Would you repeat the entries beneath, with nothing changed?
━━━━
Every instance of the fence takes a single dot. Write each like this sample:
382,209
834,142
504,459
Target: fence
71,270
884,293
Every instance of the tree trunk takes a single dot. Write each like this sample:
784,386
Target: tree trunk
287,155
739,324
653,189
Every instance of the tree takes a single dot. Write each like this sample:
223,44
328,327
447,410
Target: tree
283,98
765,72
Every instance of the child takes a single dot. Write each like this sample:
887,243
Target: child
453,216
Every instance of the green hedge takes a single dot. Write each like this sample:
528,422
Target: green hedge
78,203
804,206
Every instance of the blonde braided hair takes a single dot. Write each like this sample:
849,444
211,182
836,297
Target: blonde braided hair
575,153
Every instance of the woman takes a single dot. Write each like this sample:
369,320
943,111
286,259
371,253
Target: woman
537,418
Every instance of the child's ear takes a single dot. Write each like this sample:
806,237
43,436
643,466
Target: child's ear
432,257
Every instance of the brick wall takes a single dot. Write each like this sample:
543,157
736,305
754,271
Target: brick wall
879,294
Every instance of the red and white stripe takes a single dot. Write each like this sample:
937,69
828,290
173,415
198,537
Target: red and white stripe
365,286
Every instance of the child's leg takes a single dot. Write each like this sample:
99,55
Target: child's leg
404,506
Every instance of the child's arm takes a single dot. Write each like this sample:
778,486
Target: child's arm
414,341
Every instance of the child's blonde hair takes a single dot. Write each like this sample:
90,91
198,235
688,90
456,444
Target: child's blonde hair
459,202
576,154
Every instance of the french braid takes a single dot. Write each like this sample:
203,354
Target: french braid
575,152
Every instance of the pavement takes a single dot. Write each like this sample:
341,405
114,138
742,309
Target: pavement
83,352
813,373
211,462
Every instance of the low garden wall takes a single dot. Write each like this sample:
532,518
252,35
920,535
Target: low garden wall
━━━━
### Solution to the exercise:
Every instance of the fence takes a single dot. Write each like this sample:
382,209
834,142
504,459
Target: fence
71,270
884,293
Every instance of the tree trunk takes a single dot. Write each like this sample:
784,386
Target: tree trunk
287,155
739,324
653,189
Every instance of the tree takes a single dot. Write each like this sample:
223,44
328,327
447,410
Target: tree
283,98
765,72
Every instance of the child takes a single dot. Write each like this sample:
887,243
Target: child
453,216
Every instance of the green hedge takes a single dot. Write each like this sample:
528,422
Target: green hedge
78,203
804,206
Every instance of the blonde braided hair takes a single dot. Write each like this sample:
849,444
211,182
836,297
Target: blonde braided hair
575,153
Every instance of the woman takes a single dot. Write each like this sample:
369,320
943,111
286,259
371,253
Target: woman
537,418
Every instance of the child's ear takes a single dot. Write each like this sample:
806,237
43,436
643,466
Target: child's ear
432,257
Every instance of the brick wall takes a single dot. Write each like this sample:
543,157
736,305
754,271
Target: brick wall
879,294
Every instance of the red and white stripe takes a single dot. Write each like this sample:
937,69
828,290
173,415
198,537
Target: red and white stripe
365,286
Every instance of the child's leg takes a single dot. Write each like this sample:
99,55
Target: child's leg
404,506
Every instance of the child's arm takes a single dot. Write each like this sample:
778,486
Target: child's arm
414,341
Every instance of the child's blonde hair takes a single dot. Write each like this sample:
90,91
198,235
688,90
456,444
Target: child's blonde hair
459,202
576,154
Every instance of the french braid takes a single dot. Write each like this sample:
203,354
Target: french braid
575,152
Every instance of the pavement takes a single dot. Write each like this sample:
341,405
114,138
742,309
Target: pavement
83,352
813,373
211,462
Every instance of the low garden wall takes a single dot. Write each like this sample:
532,518
252,35
920,535
Target: low garden wall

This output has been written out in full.